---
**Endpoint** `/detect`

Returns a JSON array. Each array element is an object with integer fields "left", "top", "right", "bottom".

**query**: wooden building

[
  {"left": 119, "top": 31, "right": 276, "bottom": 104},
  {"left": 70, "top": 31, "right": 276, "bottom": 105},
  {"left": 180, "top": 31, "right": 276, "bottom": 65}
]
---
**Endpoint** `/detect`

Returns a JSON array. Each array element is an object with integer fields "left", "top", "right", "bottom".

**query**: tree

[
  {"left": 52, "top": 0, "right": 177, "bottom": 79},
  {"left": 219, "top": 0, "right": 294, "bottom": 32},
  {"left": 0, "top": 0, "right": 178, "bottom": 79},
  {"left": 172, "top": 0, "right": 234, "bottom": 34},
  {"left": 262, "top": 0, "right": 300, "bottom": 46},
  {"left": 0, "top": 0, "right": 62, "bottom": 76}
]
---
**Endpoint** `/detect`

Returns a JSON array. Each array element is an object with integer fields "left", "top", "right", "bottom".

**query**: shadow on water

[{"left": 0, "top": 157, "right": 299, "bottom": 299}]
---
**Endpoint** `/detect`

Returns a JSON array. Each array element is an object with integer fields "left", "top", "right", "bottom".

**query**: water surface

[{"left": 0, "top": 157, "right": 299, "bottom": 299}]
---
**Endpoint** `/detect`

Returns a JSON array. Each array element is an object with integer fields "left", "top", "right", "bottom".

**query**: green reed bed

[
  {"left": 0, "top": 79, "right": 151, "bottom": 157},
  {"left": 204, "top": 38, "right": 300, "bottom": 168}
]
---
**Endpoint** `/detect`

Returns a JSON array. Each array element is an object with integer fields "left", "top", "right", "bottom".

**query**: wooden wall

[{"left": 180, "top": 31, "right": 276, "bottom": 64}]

· · · · ·

What you will do:
Print out every record, character for character.

Finished exercise:
---
**Endpoint** `/detect`

Returns a JSON array. Each array element is an object with integer fields "left", "top", "right", "bottom".

**query**: wooden building

[
  {"left": 119, "top": 31, "right": 276, "bottom": 104},
  {"left": 70, "top": 31, "right": 276, "bottom": 105},
  {"left": 180, "top": 31, "right": 276, "bottom": 65}
]
---
**Endpoint** `/detect`

Returns a JSON array. Each array element is an object with integer fields "left", "top", "right", "bottom".

**query**: tree

[
  {"left": 52, "top": 0, "right": 177, "bottom": 79},
  {"left": 219, "top": 0, "right": 294, "bottom": 32},
  {"left": 0, "top": 0, "right": 178, "bottom": 79},
  {"left": 172, "top": 0, "right": 234, "bottom": 34},
  {"left": 262, "top": 0, "right": 300, "bottom": 46},
  {"left": 0, "top": 0, "right": 62, "bottom": 76}
]
---
**Endpoint** `/detect`

Returns a JSON array. Each array element is an object with integer fields "left", "top", "right", "bottom".

**query**: shadow on water

[{"left": 0, "top": 157, "right": 299, "bottom": 299}]
---
**Endpoint** `/detect`

Returns a JSON array. Each array element is an object with integer fields "left", "top", "right", "bottom".

**query**: water surface

[{"left": 0, "top": 157, "right": 299, "bottom": 299}]
---
**Endpoint** `/detect`

Returns a JSON array. Each array element is an object with integer fields "left", "top", "right", "bottom".

**query**: green reed bed

[
  {"left": 0, "top": 79, "right": 151, "bottom": 157},
  {"left": 204, "top": 38, "right": 300, "bottom": 168}
]
---
**Endpoint** `/detect`

Returns a JSON array. Each array element is an object with integer fields "left", "top", "right", "bottom".

**query**: wooden wall

[{"left": 180, "top": 31, "right": 276, "bottom": 64}]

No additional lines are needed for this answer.